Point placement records

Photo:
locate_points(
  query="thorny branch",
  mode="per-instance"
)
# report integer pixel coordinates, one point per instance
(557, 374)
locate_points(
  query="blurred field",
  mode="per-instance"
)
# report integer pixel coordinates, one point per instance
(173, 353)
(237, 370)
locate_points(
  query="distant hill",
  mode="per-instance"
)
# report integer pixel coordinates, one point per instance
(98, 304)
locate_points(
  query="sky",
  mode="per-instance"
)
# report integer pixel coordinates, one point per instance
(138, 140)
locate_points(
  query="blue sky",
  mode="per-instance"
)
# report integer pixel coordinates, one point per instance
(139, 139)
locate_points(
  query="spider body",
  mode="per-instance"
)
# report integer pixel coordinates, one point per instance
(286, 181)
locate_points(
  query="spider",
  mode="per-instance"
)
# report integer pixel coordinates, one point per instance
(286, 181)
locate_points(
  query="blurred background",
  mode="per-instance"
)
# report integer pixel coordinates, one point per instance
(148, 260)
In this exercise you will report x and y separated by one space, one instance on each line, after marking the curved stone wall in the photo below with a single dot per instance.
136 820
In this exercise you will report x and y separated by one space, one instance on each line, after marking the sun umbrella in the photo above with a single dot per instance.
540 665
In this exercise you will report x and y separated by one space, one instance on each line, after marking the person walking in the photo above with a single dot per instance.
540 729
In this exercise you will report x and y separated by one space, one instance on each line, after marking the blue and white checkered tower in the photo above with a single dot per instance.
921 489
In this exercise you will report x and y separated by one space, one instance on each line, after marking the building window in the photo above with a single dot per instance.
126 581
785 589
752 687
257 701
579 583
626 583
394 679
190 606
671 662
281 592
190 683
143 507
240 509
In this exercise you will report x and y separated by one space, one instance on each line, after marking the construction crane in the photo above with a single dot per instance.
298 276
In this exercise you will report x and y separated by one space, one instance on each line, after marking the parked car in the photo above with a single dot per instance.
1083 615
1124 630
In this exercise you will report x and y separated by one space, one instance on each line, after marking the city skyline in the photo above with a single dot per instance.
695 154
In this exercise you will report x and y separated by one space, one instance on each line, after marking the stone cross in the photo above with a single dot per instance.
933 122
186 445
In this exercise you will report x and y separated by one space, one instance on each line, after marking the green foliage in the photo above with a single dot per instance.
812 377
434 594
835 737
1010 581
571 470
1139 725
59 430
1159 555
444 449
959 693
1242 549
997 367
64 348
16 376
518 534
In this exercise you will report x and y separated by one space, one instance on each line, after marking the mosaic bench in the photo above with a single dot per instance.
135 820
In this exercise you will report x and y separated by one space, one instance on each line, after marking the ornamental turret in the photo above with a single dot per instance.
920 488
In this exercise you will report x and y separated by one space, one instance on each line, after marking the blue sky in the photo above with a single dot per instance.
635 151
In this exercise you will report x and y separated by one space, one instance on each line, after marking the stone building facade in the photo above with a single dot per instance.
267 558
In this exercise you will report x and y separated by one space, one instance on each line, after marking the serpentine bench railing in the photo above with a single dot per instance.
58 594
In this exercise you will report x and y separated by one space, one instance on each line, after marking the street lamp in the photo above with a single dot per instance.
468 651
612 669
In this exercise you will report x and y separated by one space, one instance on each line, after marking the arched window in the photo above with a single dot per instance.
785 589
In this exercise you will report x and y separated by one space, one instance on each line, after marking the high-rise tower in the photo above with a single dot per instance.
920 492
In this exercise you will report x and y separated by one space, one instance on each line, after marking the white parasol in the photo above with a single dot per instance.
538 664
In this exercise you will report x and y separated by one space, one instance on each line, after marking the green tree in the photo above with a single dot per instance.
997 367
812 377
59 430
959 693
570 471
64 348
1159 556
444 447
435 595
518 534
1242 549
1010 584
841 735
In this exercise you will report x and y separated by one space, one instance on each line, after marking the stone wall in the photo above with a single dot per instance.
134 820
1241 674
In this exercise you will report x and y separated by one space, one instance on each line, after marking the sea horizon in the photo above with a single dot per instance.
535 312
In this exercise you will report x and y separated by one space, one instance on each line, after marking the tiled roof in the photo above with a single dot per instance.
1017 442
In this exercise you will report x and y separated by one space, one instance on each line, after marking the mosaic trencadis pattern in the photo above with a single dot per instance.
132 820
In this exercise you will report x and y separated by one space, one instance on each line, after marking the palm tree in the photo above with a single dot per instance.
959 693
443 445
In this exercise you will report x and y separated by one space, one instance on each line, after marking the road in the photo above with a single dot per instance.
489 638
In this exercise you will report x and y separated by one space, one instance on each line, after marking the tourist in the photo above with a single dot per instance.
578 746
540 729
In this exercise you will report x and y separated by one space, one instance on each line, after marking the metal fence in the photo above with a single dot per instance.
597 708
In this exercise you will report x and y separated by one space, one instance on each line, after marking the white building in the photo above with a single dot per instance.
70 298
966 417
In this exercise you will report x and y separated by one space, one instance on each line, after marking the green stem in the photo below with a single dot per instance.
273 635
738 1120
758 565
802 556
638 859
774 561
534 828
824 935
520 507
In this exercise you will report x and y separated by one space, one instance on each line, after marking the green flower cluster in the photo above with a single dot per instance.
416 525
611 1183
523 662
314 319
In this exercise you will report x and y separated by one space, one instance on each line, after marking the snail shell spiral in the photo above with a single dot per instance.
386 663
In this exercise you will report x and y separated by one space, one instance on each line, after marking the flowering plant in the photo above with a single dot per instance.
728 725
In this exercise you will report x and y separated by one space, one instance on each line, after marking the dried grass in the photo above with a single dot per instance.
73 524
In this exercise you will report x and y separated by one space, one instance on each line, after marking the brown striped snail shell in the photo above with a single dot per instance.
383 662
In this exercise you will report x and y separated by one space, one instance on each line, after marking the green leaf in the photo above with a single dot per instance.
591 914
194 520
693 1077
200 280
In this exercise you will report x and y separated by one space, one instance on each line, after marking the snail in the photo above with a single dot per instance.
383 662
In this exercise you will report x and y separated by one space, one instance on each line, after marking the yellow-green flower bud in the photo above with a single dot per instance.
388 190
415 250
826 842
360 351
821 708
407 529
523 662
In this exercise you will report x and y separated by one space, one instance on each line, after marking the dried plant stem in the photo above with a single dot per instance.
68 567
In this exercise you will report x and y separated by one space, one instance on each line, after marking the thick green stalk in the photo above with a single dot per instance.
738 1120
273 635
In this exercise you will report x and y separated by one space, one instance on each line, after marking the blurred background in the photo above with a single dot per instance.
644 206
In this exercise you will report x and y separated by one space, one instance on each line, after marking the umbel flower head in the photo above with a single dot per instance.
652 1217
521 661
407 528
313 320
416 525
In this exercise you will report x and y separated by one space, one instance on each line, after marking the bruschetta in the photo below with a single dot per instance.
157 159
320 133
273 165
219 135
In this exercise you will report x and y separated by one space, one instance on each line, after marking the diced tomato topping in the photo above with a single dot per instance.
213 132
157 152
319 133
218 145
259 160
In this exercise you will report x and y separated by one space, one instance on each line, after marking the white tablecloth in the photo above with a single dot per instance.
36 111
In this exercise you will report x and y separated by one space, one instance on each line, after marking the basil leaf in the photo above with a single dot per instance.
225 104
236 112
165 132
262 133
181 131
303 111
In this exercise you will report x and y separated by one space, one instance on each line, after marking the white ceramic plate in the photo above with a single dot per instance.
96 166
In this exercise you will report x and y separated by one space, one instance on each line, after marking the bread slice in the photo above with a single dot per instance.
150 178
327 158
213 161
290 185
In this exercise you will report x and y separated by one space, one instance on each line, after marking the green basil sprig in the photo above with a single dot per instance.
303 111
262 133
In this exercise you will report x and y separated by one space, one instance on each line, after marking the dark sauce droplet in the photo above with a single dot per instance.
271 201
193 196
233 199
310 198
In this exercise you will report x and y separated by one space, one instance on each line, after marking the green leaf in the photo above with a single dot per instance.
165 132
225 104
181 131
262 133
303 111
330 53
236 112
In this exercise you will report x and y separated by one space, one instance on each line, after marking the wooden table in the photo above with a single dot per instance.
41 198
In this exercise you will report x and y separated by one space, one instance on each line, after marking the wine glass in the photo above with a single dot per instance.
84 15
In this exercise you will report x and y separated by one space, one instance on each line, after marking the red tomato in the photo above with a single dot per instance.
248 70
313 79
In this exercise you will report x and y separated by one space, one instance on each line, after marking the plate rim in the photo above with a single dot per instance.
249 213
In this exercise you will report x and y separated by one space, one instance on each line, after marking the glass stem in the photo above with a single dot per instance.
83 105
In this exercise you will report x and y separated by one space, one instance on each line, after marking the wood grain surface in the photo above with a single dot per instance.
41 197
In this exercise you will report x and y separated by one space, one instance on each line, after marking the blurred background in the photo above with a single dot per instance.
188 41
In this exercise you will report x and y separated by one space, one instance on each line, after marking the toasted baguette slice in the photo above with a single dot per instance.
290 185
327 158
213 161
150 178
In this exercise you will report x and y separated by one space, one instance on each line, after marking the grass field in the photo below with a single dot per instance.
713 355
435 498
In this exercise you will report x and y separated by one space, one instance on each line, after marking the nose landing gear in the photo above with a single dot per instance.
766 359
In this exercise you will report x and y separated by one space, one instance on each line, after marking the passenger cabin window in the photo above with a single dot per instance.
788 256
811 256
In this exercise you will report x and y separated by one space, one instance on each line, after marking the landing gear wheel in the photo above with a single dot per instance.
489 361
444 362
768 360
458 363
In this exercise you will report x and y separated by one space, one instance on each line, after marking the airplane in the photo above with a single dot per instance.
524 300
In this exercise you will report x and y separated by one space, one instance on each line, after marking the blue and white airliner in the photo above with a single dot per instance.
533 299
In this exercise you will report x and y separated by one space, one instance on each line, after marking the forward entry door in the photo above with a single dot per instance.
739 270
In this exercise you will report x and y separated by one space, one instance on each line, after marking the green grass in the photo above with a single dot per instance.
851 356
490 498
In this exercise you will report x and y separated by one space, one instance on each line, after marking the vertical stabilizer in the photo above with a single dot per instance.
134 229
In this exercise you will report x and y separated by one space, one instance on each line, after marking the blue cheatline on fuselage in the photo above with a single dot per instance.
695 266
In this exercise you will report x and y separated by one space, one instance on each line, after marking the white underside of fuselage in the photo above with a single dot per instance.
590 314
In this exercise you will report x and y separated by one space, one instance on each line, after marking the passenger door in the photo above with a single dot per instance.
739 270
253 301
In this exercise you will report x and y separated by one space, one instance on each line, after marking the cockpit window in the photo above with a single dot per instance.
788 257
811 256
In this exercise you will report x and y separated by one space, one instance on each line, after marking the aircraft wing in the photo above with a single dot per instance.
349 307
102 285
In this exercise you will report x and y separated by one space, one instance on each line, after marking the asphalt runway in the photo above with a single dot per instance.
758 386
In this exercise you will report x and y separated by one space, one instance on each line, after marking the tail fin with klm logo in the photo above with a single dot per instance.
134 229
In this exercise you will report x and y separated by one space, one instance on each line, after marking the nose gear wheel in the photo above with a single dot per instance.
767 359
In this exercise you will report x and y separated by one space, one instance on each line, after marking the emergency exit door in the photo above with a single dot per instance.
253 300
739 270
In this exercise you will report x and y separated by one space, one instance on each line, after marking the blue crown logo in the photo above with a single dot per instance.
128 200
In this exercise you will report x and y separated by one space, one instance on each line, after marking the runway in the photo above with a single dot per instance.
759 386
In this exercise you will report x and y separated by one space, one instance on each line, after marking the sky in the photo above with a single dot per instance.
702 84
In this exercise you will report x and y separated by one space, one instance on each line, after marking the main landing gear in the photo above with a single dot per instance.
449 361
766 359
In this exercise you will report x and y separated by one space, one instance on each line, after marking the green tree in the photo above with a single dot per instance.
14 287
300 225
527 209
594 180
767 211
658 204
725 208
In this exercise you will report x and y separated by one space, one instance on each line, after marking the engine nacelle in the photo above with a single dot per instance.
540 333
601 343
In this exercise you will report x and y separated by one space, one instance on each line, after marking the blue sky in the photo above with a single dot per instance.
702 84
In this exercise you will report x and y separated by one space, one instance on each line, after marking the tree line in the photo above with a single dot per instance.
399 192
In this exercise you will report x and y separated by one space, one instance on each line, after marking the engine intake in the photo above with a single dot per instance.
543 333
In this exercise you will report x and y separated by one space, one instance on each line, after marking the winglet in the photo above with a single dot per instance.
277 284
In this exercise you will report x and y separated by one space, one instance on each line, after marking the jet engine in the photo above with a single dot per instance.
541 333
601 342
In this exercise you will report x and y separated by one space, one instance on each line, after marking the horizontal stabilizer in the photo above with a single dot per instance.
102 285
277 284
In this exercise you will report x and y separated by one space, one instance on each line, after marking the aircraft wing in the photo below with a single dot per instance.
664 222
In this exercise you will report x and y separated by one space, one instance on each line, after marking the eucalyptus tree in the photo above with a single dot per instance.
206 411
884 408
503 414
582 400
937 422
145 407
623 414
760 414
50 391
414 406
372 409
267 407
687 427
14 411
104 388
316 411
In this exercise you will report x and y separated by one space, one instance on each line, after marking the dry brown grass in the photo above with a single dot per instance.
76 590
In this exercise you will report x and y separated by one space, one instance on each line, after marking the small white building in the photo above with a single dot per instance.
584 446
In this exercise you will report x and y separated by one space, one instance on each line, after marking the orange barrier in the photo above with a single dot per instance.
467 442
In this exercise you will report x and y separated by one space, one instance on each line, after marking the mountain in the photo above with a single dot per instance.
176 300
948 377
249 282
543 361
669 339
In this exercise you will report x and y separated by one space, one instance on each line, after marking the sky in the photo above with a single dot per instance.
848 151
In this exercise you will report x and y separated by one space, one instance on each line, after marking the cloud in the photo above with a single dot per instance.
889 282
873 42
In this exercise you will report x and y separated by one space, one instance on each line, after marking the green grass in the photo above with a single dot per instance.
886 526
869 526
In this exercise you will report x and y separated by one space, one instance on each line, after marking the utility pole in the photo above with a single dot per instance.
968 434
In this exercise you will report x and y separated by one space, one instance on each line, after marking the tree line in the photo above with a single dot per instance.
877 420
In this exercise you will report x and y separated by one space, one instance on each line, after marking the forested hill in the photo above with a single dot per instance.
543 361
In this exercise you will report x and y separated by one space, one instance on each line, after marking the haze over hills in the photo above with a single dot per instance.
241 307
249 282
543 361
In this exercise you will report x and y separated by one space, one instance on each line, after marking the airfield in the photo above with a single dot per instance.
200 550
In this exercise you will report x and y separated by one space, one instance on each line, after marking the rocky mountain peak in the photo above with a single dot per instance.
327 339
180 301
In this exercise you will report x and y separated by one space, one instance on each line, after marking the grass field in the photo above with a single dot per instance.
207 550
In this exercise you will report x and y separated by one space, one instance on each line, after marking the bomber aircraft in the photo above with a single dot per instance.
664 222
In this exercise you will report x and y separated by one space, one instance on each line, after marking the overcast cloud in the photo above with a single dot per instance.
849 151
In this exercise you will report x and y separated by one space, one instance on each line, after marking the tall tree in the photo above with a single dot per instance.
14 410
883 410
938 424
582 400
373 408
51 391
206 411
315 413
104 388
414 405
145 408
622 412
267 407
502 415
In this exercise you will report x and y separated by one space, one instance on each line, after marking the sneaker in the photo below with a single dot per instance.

-- The problem --
Return the line that contains "marking the utility" and all lines after it, verbatim, and nothing else.

-- Answer for this exercise --
In this exercise you will report x and y separated by one space, one instance on each line, after marking the utility pole in the photo above with a single dot per instance.
968 434
In this exercise you will report x and y separated by one space, one instance on each line, after marking the tree line in the photo above with a single dot per instance.
877 420
In this exercise you will report x and y separated by one space, one instance on each line, after marking the forested hill in the photo above with a single dot per instance.
543 361
In this exercise you will report x and y separated by one space, one instance on each line, after marking the haze over hills in the photo above with a single dot per instance.
241 307
249 282
543 361
In this exercise you will report x and y separated by one space, one instance on each line, after marking the airfield in the photo above with a single dot per instance.
200 550
In this exercise you will report x and y separated by one space, one instance on each line, after marking the rocky mountain peak in the photo above with a single dot per instance.
327 339
180 301
In this exercise you will report x and y separated by one space, one instance on each line, after marking the grass field in the photo above with a single dot per instance.
207 550
In this exercise you will report x and y separated by one space, one instance on each line, after marking the bomber aircraft in the photo above with a single dot per instance.
664 222
In this exercise you will report x and y separated by one space, one instance on each line, after marking the overcast cloud in the photo above with a single dot per instance.
849 151
In this exercise you will report x and y separated by one space, one instance on each line, after marking the tall tree in the photo above with a single dot per instance.
14 410
883 410
938 424
582 400
373 408
51 391
206 411
315 413
104 388
414 405
145 408
622 412
267 407
502 415
In this exercise you will report x and y separated by one space, one instance on each line, after marking the sneaker in the photo below with a single dot per instance.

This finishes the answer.